TEXT:
══════════

Belly button piercings – sexy or a silly trend?

Ever since I was 14 years old, I’ve wanted to get my belly button pierced. Not just because celebrities and everyone else had them, but because I don’t like my stomach that much and wanted something to make it look more feminine. Weird I know.

But I have very strict African parents who would have happily ripped it out if they ever found out. It doesn’t help that my mum is a nurse who has to deal with the people who don’t take care of their piercings and then run to her with infections and all sorts of horror stories.

That then got me thinking, what if I did get some horrible infection that messed me up forever? Maybe it was best that I gave up this silly dream and keep my belly button away from any needles. But despite my best efforts, I found myself still wanting to get it done

So I told myself that I would get it when I got to university. In my second term as a first year to be precise, because after spending all that time at home for Christmas I would be in no rush to go back and so my piercing could heal nicely by Easter.

But Easter has come and gone and my belly button is yet to be pierced. I admit that it is partly due to the fact that my parents would probably make my life hell if they ever found out but it is also because once again I have started to question whether I really want to get it done anymore. I’m not worried about the risk of infections anymore. I’m worried about the views of society.

══════════

RECORDED DATA:
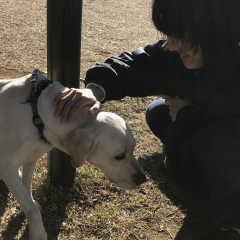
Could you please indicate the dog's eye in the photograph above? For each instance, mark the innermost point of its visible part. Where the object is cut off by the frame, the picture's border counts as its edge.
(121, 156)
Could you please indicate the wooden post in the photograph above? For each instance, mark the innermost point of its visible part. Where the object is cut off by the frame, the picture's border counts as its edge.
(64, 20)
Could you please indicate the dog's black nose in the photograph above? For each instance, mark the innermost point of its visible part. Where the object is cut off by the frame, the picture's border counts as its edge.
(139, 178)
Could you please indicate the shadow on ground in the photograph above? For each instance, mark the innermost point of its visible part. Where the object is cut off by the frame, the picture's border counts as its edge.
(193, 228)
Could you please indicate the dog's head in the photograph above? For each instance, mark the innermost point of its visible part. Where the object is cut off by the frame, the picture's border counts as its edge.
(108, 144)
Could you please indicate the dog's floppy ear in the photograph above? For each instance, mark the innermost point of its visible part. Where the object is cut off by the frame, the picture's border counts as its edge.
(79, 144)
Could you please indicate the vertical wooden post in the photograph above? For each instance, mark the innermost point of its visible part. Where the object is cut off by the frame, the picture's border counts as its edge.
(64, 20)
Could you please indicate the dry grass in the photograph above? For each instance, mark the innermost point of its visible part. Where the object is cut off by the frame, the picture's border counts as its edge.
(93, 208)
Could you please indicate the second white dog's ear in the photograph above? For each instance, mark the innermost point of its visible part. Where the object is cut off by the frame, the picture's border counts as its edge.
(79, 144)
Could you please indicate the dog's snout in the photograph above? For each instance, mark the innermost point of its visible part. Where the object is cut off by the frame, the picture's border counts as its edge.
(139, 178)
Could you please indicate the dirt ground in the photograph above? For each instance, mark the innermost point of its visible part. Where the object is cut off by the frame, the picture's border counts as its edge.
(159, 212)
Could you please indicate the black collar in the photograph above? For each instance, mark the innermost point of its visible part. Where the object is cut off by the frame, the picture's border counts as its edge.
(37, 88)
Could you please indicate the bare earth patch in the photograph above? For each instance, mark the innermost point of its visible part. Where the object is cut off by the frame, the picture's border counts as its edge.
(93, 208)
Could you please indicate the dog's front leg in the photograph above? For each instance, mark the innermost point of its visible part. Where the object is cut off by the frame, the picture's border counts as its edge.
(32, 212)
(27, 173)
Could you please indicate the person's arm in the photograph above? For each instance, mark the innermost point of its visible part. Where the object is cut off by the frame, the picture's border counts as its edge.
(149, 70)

══════════

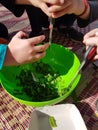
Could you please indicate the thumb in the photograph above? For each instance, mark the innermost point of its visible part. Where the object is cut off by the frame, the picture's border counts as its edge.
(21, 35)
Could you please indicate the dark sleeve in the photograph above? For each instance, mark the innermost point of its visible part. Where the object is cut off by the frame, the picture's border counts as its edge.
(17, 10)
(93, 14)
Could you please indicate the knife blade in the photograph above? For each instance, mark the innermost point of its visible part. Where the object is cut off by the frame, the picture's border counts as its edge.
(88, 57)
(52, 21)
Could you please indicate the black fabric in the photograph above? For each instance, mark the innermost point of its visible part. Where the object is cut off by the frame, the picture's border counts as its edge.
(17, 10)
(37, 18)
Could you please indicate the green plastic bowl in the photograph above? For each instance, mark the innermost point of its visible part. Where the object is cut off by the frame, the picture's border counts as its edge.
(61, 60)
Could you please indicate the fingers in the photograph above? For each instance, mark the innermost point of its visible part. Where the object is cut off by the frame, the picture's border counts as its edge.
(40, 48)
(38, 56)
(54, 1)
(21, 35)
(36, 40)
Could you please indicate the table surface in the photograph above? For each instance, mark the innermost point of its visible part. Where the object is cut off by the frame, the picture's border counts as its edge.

══════════

TASK INSTRUCTIONS:
In the belly button piercing text, why did the writer plan to get the piercing in the second term of the first year at university? Please answer in one to three sentences.

RESPONSE:
After spending all that time at home for Christmas, the writer would be in no rush to go back home. That would give the piercing time to heal nicely by Easter.